Search code examples
pythonpandasnumpyunique

pandas get unique values from column of lists


How do I get the unique values of a column of lists in pandas or numpy such that second column from

enter image description here

would result in 'action', 'crime', 'drama'.

The closest (but non-functional) solutions I could come up with were:

 genres = data['Genre'].unique()

But this predictably results in a TypeError saying how lists aren't hashable.

TypeError: unhashable type: 'list'

Set seemed to be a good idea but

genres = data.apply(set(), columns=['Genre'], axis=1)

but also results in a TypeError: set() takes no keyword arguments


Solution

  • If you only want to find the unique values, I'd recommend using itertools.chain.from_iterable to concatenate all those lists

    import itertools
    
    >>> np.unique([*itertools.chain.from_iterable(df.Genre)])
    array(['action', 'crime', 'drama'], dtype='<U6')
    

    Or even faster

    >>> set(itertools.chain.from_iterable(df.Genre))
    {'action', 'crime', 'drama'}
    

    Timings

    df = pd.DataFrame({'Genre':[['crime','drama'],['action','crime','drama']]})
    df = pd.concat([df]*10000)
    
    %timeit set(itertools.chain.from_iterable(df.Genre))
    100 loops, best of 3: 2.55 ms per loo
        
    %timeit set([x for y in df['Genre'] for x in y])
    100 loops, best of 3: 4.09 ms per loop
    
    %timeit np.unique([*itertools.chain.from_iterable(df.Genre)])
    100 loops, best of 3: 12.8 ms per loop
    
    %timeit np.unique(df['Genre'].sum())
    1 loop, best of 3: 1.65 s per loop
    
    %timeit set(df['Genre'].sum())
    1 loop, best of 3: 1.66 s per loop

Supplied data
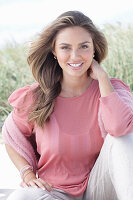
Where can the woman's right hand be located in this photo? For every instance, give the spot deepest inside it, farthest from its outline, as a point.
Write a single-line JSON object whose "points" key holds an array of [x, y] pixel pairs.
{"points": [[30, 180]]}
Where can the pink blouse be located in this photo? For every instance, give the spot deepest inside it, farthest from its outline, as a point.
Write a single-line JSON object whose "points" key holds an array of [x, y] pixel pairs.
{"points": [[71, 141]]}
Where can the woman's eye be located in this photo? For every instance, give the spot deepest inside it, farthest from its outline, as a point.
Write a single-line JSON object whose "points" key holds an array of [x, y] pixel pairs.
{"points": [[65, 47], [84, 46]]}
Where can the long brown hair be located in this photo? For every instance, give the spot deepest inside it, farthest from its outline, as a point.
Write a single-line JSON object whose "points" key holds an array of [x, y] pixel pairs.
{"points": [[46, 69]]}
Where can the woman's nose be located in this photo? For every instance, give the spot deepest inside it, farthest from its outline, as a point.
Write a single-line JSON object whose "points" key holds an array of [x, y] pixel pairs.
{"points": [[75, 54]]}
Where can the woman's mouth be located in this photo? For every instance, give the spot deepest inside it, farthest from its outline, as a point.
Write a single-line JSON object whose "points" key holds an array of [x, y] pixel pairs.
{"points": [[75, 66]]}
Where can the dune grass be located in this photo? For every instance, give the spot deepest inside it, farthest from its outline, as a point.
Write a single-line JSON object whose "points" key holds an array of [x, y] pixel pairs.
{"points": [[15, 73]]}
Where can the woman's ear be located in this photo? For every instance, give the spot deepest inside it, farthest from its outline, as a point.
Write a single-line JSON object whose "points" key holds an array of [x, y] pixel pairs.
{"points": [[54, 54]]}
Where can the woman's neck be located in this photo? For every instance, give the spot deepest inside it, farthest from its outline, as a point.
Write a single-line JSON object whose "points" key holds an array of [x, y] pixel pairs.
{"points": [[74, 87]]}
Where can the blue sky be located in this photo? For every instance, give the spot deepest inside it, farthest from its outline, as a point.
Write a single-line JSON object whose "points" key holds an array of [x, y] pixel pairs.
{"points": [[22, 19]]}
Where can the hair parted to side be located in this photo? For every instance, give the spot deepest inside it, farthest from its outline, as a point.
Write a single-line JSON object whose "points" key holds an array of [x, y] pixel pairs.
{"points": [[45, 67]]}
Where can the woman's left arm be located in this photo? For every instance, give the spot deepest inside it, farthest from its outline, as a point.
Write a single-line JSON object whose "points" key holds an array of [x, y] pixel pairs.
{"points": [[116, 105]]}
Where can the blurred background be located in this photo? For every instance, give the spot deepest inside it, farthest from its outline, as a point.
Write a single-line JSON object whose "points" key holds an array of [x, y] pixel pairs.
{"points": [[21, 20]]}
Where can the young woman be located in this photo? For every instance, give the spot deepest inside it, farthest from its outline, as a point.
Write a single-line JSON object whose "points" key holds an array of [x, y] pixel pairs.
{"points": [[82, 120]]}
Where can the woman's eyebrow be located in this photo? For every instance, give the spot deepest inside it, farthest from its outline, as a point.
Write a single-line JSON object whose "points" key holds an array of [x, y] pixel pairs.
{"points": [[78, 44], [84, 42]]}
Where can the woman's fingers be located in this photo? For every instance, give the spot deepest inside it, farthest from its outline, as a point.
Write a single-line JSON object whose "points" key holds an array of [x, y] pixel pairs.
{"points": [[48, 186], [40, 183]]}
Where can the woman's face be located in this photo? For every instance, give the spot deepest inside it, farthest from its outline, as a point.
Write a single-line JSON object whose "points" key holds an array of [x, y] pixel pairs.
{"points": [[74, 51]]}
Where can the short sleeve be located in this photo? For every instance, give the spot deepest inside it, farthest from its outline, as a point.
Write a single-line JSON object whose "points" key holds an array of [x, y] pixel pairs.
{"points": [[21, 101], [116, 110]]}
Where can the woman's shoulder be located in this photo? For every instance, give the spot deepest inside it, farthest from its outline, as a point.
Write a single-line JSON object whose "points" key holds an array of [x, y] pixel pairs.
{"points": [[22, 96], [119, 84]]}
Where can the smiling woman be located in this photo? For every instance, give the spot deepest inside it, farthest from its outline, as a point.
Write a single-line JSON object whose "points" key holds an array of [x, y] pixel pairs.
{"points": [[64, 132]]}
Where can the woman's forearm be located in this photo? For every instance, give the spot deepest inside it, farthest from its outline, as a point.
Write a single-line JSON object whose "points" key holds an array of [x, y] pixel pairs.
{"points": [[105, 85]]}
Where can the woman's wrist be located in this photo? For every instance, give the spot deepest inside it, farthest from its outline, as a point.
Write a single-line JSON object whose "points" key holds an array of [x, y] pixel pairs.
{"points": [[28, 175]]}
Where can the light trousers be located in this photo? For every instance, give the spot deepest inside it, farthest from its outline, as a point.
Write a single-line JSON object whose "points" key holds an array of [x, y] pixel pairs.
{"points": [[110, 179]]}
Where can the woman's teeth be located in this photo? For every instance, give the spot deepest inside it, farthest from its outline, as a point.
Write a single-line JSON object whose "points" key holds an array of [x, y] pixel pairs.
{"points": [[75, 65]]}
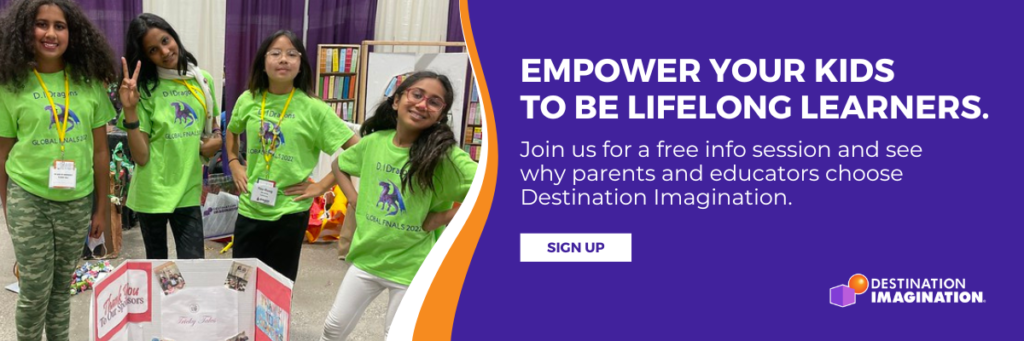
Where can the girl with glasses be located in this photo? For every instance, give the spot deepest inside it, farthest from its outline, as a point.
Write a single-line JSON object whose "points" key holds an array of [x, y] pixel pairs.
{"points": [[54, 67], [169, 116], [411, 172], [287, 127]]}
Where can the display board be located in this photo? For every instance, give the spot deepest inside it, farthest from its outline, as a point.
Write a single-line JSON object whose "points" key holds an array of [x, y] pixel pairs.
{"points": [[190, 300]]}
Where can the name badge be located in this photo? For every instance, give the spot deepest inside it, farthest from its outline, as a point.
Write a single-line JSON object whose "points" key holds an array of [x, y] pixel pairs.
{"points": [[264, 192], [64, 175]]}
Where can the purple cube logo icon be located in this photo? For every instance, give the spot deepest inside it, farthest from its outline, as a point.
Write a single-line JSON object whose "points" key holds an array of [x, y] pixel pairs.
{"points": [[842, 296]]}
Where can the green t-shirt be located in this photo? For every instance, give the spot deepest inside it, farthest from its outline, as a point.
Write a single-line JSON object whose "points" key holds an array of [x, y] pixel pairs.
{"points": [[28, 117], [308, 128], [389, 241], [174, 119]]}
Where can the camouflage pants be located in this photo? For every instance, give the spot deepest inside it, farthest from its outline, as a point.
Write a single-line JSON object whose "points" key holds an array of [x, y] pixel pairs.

Problems and tasks
- A) Can you copy out, word for word, the part of the pandas thread that opens with the words containing "but also results" and closes with "array(['action', 'crime', 'drama'], dtype='<U6')"?
- B) How would you render this sentence from the pandas thread in Spanish: "But this predictably results in a TypeError saying how lists aren't hashable."

Solutions per task
- A)
but also results in a TypeError: set() takes no keyword arguments


Solution

  • If you only want to find the unique values, I'd recommend using itertools.chain.from_iterable to concatenate all those lists

    import itertools
    
    >>> np.unique([*itertools.chain.from_iterable(df.Genre)])
    array(['action', 'crime', 'drama'], dtype='<U6')

- B) Pero esto, como era de esperar, produce un TypeError que indica que las listas no son hashables.